# BRIEF
Without changing a single word, restate the entries below.
━━ RECORDS SHOWN ━━
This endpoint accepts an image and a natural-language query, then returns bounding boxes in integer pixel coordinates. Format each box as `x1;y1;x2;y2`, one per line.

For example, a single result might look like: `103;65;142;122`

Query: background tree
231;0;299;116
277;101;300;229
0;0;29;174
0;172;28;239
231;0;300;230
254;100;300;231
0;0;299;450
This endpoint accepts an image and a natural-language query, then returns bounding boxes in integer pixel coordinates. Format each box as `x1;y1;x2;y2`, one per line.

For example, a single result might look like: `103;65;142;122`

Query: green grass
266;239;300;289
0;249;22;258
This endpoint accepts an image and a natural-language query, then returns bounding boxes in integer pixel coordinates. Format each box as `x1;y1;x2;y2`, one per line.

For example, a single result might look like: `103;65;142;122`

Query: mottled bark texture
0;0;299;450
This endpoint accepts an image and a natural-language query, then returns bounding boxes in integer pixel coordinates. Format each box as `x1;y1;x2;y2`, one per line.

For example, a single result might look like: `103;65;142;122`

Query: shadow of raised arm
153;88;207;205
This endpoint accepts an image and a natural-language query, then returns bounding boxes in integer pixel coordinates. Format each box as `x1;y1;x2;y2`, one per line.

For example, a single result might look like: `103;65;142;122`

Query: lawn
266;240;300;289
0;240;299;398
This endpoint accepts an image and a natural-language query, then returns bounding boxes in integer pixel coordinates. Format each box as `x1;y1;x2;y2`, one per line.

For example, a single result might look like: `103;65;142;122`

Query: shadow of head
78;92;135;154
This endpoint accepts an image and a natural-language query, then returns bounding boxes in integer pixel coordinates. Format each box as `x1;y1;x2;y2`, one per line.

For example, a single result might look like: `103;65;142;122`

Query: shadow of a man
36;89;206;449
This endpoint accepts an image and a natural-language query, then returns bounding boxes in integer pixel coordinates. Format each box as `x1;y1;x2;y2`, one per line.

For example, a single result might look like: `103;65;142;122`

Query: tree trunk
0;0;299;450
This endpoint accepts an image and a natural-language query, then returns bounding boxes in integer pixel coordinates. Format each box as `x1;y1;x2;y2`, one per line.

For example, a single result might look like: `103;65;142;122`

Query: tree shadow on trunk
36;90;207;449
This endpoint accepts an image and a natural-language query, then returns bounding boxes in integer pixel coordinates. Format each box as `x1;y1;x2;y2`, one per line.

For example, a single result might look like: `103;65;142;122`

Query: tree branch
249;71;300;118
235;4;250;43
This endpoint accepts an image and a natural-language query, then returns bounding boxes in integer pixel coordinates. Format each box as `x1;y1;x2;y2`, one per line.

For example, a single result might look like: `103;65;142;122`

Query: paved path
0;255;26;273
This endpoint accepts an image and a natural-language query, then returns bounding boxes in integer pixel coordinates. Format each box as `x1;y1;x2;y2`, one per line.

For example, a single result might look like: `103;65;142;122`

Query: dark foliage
━━━
# YOUR SOLUTION
This endpoint accepts an image and a natural-language query, then returns bounding boxes in integer pixel coordinates. Format each box as `x1;y1;x2;y2`, one per line.

For example, a single result might look like: `103;65;142;122`

Query: background tree
231;0;299;116
277;101;300;229
0;0;29;174
0;172;28;239
231;0;300;230
254;100;300;231
0;0;299;450
This endpoint accepts an image and a natural-language query, then returns bounding boxes in integer pixel coordinates. Format each box as `x1;y1;x2;y2`, one per line.

For example, a single result might look like: `103;65;142;122`

Query: green grass
266;239;300;289
0;249;22;258
This endpoint accepts an image and a natural-language query, then returns bounding boxes in integer pixel coordinates. Format each box as `x1;y1;x2;y2`, one per line.

For example, a single result might look like: `103;65;142;122`

Query: mottled bark texture
0;0;299;450
This endpoint accepts an image and a natural-language query, then returns bounding boxes in integer pixel coordinates. Format each box as `x1;y1;x2;y2`, one per line.

For example, a single result might look like: `103;65;142;122`

Query: shadow of raised arm
153;88;207;205
This endpoint accepts an image and a natural-language query, then returns bounding boxes in integer pixel coordinates. Format each box as `x1;y1;x2;y2`, one per line.

For example, a single result might look like: `103;65;142;122`

Query: lawn
266;240;300;289
0;240;299;398
This endpoint accepts an image and a natural-language query, then returns bounding boxes in integer pixel coordinates. Format each box as `x1;y1;x2;y2`, one per line.

For example, a single result might look like: `103;65;142;122`

Query: shadow of head
78;92;135;154
This endpoint accepts an image and a natural-language query, then returns bounding boxes in integer pixel coordinates. Format each box as `x1;y1;x2;y2`, one per line.

For example, a single result might look like: `103;65;142;122`

Query: shadow of a man
36;89;206;449
This endpoint accepts an image and a natural-language query, then returns bounding boxes in integer pixel coordinates. Format each box as `x1;y1;x2;y2`, one per line.

For example, a single result might look like: `103;65;142;122`

Query: tree trunk
0;0;299;450
This endpoint accepts an image and a natural-language query, then returns bounding boxes in integer pixel coordinates. Format each box as `x1;y1;x2;y2`, one per line.

For example, a single result might look like: `103;65;142;122`

Query: tree shadow on trunk
36;90;207;449
This endpoint accepts an image and a natural-language query, then returns bounding boxes in integer pixel coordinates. Format each box as `x1;y1;x2;y2`, one per line.

For example, a single result might look like: `103;65;142;122`

Query: tree branch
249;71;300;118
235;4;250;43
This endpoint accepts an image and a natural-language query, then returns bounding boxes in integer pixel coordinates. Format each box as `x1;y1;x2;y2`, one per line.

For example, a single result might look like: `103;65;142;122`

Query: paved path
0;255;26;273
This endpoint accepts an image and a natural-language query, then returns bounding boxes in integer pixel coordinates. Format each box as `x1;y1;x2;y2`, one per line.

For example, a single result might look like: `103;65;142;122`

Query: dark foliage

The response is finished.